> Source document
=-=-=-=-=
Point and Click (in Real Life): Teaching Robots to Understand 3D Pointing Gestures

Imagine you are working with a colleague to assemble a piece of furniture. You realize you need the screwdriver on the table behind them. You don’t say, “Please retrieve the object located at coordinates X: 1.2, Y: -0.5, Z: 0.8.” You simply point and say, “Pass me that.” Your colleague immediately understands the gesture, estimates the direction, identifies the specific object you mean, and hands it over.

This interaction is seamless for humans, but it is incredibly difficult for robots.

While we have robots that can navigate maps and recognize objects, the bridge between human gesture and 3D spatial understanding is still under construction. Most current systems rely on awkward interfaces—like clicking on a screen or giving precise coordinate descriptions—which defeats the purpose of natural interaction.

In this post, we are diving deep into Pointing3D, a recent research paper that proposes a new way to solve this problem. The researchers introduce a method that takes a simple image of a human pointing and a 3D scan of the room to accurately segment exactly what is being pointed at.

The Problem: Direction vs. Extent

Why hasn’t this been solved yet? The challenge lies in the difference between direction and extent.

Previous research has become quite good at estimating the pointing direction (a vector shooting out from your finger). However, a vector is just a line. In a cluttered room, that line passes through empty space, grazes a chair, hits a table, and eventually hits a wall. A robot needs to know that when you point, you aren’t pointing at the wall or the empty space; you are referring to the specific volume of the object (the “extent”) intended by the gesture.

To bridge this gap, the authors of Pointing3D introduce a new task: Pointing-based 3D Object Segmentation.

The Foundation: The POINTR3D Dataset

Deep learning models are only as good as the data they are fed. The researchers quickly realized that no existing dataset combined all the necessary ingredients:

Images of humans pointing.
=-=-=-=-=
> Excerpts from a detection dataset

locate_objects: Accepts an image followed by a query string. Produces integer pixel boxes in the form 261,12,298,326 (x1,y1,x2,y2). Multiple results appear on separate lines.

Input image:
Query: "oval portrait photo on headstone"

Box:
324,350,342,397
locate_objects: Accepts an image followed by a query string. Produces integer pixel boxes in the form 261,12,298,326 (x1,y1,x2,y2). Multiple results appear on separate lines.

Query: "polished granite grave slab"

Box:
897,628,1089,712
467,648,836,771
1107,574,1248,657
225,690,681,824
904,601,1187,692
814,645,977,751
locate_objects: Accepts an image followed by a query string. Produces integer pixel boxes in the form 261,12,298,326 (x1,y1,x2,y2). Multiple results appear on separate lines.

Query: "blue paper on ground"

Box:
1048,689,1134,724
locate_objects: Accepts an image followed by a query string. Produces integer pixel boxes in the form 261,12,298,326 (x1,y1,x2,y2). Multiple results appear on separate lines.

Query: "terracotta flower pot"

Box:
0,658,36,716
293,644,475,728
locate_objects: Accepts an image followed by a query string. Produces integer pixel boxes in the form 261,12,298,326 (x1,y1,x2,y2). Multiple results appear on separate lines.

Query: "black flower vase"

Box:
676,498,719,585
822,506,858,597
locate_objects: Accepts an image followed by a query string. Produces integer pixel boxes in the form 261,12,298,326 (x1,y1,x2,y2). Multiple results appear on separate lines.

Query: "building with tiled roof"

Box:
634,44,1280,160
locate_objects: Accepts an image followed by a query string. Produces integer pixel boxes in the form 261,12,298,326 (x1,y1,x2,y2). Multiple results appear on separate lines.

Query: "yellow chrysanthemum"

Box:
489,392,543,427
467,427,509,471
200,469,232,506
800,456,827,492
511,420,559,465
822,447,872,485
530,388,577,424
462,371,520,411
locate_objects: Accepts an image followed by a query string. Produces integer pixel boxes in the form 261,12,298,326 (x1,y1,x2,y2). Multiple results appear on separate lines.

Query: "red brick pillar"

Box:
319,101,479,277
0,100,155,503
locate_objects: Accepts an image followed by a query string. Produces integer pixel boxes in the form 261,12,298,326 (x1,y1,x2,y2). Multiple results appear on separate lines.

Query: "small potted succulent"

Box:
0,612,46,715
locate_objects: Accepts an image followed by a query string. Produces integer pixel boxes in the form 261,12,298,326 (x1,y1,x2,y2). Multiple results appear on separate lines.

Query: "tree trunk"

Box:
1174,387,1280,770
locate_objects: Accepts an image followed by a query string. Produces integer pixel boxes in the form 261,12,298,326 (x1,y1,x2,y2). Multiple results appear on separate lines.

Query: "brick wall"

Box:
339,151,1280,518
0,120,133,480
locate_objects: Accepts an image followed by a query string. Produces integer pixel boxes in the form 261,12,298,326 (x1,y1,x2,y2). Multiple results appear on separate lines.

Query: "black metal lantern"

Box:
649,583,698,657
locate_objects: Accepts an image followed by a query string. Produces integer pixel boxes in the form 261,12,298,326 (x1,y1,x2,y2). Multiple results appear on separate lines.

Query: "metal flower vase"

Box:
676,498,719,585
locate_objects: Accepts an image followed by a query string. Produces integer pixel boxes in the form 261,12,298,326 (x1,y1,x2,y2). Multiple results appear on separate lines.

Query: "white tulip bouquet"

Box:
=-=-=-=-=
> Tasks
(1) In the article on teaching robots to understand 3D pointing gestures, what new task do the Pointing3D authors introduce?
(2) Proceed with the article on teaching robots to understand 3D pointing gestures, picking up right after its final line.

> Responses per task
(1) Pointing-based 3D Object Segmentation.

(2)
3D point clouds of the environment.
3D segmentation masks (labels) of the specific objects being referred to.

To fix this, they built POINTR3D.

Scene meshes from the POINTR3D dataset showing indoor environments with colored segmentation masks.

As shown in Figure 1, the dataset captures diverse indoor environments. The team recorded scenes using RGB cameras and captured the 3D geometry (point clouds) of the rooms. They then had human participants stand in these rooms and point at various objects—everything from robotic arms and trash cans to potted plants and sofas.

The resulting dataset is massive, containing roughly 65,000 frames. Crucially, it provides the ground truth needed to train a machine: the image of the person pointing and the exact 3D mask of the object they want.

Examples from the dataset: Left side shows a human pointing in an RGB image; Right side shows the corresponding 3D mask of the target object.

Figure 2 illustrates the data pairing. On the left, we see the robot’s perspective (a camera view of a person). On the right, we see the “answer key”—the segmented 3D object (like a quadruped robot or a stool) highlighted in the spatial map.

With this data in hand, the authors developed a two-stage architecture to solve the task.

The Pointing3D Method

The proposed model, appropriately named Pointing3D, mimics the human thought process:

Look at the person: Where is their hand, and where are they pointing?
Look at the world: Based on that direction, which object in the 3D environment fits the description?

Let’s break down the architecture.

Architecture diagram of the Pointing3D model showing the flow from image input to 3D segmentation output.

The system takes two inputs: a 2D RGB image of the user and a 3D point cloud of the scene.

Stage 1: The Pointing Direction Module

The first step is to figure out the geometry of the human pose. The model uses a state-of-the-art human pose estimator (based on the SMPL body model) to extract a 3D skeleton from the 2D image. This gives the system the precise location of the skeletal joints, specifically the active hand.

But how does the model learn to point? The researchers define the “ground truth” pointing direction (\(\mathbf{d}_{gt}\)) mathematically. It is the normalized vector connecting the hand joint (\(\mathbf{j}_{hand}\)) to the target object’s location (\(\mathbf{m}\)).

Equation defining the ground truth pointing direction vector.

The model uses a Multi-Layer Perceptron (MLP)—a simple neural network—to predict this vector based on the body pose. To train this network, they use a loss function that combines two goals: minimizing the angle error (cosine similarity) and minimizing the absolute distance error (L1 norm).

Equation showing the loss function for pointing direction.

This ensures the predicted arrow is pointing in the right direction and is robust. Once the model predicts the pointing direction (\(\mathbf{d}_{pred}\)) and the hand position, it passes this information to the second, more complex stage.

Stage 2: The 3D Instance Segmentation Module

This is the heart of the paper. We have a 3D point cloud of the room and a ray (a line) shooting out from a hand. How do we turn that into a precise object mask?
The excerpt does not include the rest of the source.